**PROBLEM STATEMENT:** Reproduce the listing below word for word, without altering a single character.

Dataset items:
━━━━━━━━━━
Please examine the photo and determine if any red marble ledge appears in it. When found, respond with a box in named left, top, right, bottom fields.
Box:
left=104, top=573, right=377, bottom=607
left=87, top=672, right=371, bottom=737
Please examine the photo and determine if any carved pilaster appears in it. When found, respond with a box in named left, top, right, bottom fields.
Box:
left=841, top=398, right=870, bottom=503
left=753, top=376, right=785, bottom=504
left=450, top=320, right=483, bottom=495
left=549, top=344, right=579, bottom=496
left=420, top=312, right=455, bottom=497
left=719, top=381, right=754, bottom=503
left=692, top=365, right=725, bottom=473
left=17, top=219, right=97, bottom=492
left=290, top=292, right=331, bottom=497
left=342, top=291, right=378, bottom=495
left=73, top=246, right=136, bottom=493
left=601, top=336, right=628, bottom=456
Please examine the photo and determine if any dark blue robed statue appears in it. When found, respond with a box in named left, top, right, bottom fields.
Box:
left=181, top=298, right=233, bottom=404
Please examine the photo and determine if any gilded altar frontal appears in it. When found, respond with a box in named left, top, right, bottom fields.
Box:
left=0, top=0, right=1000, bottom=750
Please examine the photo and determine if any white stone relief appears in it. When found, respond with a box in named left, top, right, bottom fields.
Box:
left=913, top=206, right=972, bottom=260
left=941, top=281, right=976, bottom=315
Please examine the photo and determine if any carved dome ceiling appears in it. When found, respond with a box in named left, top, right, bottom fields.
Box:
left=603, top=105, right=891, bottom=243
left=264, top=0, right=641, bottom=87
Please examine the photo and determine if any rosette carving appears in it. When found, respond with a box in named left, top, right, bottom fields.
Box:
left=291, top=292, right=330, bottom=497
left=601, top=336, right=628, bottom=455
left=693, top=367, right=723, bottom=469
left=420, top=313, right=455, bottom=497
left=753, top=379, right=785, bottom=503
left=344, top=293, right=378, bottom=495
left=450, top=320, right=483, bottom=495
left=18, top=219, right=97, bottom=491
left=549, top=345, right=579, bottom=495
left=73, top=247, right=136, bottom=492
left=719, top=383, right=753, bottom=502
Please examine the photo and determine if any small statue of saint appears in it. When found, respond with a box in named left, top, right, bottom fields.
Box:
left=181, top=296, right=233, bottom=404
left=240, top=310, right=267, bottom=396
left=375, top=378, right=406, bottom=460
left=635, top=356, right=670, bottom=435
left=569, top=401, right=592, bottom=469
━━━━━━━━━━
**WRITTEN SOLUTION:**
Please examine the photo and determine if any red marble ledge appears in it. When found, respond with a box in named left, top, right, bottom fields.
Box:
left=104, top=573, right=377, bottom=607
left=87, top=672, right=371, bottom=737
Please examine the photo and determine if any carved pilaster appears in it. When found, respond with a box in named left, top, right, bottom fields.
Box:
left=841, top=398, right=870, bottom=503
left=753, top=376, right=785, bottom=504
left=450, top=320, right=483, bottom=495
left=549, top=344, right=579, bottom=496
left=420, top=312, right=455, bottom=497
left=719, top=381, right=754, bottom=503
left=692, top=365, right=725, bottom=473
left=17, top=219, right=97, bottom=492
left=290, top=292, right=331, bottom=497
left=342, top=291, right=378, bottom=495
left=73, top=246, right=136, bottom=493
left=601, top=336, right=628, bottom=456
Please examine the photo and determine if any dark blue robed statue appears in it. When found, respond with a box in named left, top, right, bottom fields.
Box:
left=181, top=298, right=233, bottom=404
Please examine the photo and determine if any gilded altar frontal appears in it. When found, respond with a box in named left, top, right, bottom fields.
Box:
left=0, top=0, right=1000, bottom=750
Please examine the photo and determine if any white stone relief appears in it. When found, respond with a box in named left, top, right, bottom fields.
Box:
left=913, top=206, right=972, bottom=260
left=941, top=281, right=976, bottom=315
Please examine the photo and determine if any carved dome ceiling appears in it. When found, respond with a box in named left, top, right, bottom fields.
Box:
left=603, top=105, right=891, bottom=243
left=264, top=0, right=641, bottom=87
Please examine the photo and determine if any rosette carving appears in it. When found, respond with a box in named left, top, right, bottom fields.
Box:
left=291, top=292, right=330, bottom=497
left=601, top=336, right=628, bottom=455
left=693, top=367, right=723, bottom=469
left=420, top=313, right=455, bottom=497
left=753, top=379, right=785, bottom=503
left=344, top=293, right=378, bottom=495
left=450, top=320, right=483, bottom=495
left=18, top=219, right=97, bottom=491
left=549, top=345, right=579, bottom=495
left=73, top=247, right=136, bottom=492
left=719, top=383, right=753, bottom=502
Please examine the photo and determine if any small statue of saint appears in it. When found, respond with a box in named left, top, right, bottom fields.
Box:
left=181, top=296, right=233, bottom=404
left=240, top=310, right=267, bottom=396
left=375, top=378, right=406, bottom=460
left=635, top=356, right=670, bottom=435
left=569, top=401, right=592, bottom=469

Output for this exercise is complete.